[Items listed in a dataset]
::::
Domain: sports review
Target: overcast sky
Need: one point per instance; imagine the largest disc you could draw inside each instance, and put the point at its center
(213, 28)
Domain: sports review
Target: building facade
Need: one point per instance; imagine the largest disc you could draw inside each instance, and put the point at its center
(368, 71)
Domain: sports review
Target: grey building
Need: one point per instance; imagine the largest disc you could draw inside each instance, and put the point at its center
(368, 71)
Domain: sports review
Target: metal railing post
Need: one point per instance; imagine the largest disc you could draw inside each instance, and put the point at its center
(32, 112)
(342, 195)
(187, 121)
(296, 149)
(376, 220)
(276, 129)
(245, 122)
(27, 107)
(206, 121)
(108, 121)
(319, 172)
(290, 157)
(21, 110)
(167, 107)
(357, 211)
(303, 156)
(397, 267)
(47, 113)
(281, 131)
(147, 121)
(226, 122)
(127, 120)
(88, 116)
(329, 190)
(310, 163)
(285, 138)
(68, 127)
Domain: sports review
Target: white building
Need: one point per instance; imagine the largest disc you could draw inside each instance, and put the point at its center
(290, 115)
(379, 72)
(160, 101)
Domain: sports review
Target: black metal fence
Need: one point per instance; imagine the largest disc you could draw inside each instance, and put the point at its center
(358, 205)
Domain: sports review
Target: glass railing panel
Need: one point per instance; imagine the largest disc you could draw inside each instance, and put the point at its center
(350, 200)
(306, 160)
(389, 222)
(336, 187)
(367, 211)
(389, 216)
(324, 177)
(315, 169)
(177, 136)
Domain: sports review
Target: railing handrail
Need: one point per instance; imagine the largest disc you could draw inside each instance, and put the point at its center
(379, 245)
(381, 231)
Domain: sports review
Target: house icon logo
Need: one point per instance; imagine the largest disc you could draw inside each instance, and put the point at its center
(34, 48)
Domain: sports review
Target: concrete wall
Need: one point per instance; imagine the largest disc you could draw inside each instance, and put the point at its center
::::
• Task statement:
Reproduce exactly, and only, the lines from the start of the entries through the one that contains "Target: metal railing post".

• Answer space:
Domain: sports review
Target: overcast sky
Need: one point per instance; imagine the largest disc you could draw inside each instance, and put the point at its center
(213, 28)
Domain: sports review
Target: building facade
Need: one point per instance; imagine the largest disc you could draw inside each instance, and put the point at its center
(368, 71)
Domain: sports review
Target: grey building
Need: one point per instance; imagine the largest disc you could draw inside each instance, and put the point at its center
(368, 71)
Domain: sports review
Target: metal railing post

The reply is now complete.